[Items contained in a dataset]
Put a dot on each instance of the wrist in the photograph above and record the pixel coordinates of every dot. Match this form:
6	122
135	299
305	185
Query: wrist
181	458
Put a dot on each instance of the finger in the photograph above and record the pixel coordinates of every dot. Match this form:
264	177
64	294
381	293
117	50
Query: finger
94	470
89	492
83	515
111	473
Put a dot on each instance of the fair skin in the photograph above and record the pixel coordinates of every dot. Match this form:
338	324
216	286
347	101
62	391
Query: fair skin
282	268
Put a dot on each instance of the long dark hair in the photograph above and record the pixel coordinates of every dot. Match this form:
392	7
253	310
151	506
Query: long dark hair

**Given exercise:**
Rewrite the part of the items that opens with the line containing "Put a dot on each instance of the finger" and runs through the last line of the items as a Markdown table with the columns Number and Record line. Give each non-blank line its own numbered row.

**Result for this task:**
| Number | Record line |
|---|---|
| 1 | Put a dot on each instance of the finger in the photograph above and record the pixel coordinates of every dot. Match this form: |
| 2 | 264	177 |
| 3 | 64	294 |
| 4 | 381	293 |
| 5 | 117	50 |
| 6 | Query: finger |
| 7 | 94	470 |
| 8 | 89	492 |
| 9 | 83	515 |
| 10 | 111	473 |
| 11 | Put a dot on each instance of the fair skin in the photograph above and record the pixel coordinates of every dot. Match this form: |
| 12 | 338	324 |
| 13 | 216	286 |
| 14 | 347	101 |
| 15 | 62	391 |
| 16 | Query: fair skin |
| 17 | 282	268 |
| 18 | Put a dot on each instance of the long dark hair in the photograph above and record the pixel coordinates of every dot. Match this form: |
| 19 | 392	7 |
| 20 | 253	310 |
| 21 | 151	506 |
| 22 | Query: long dark hair |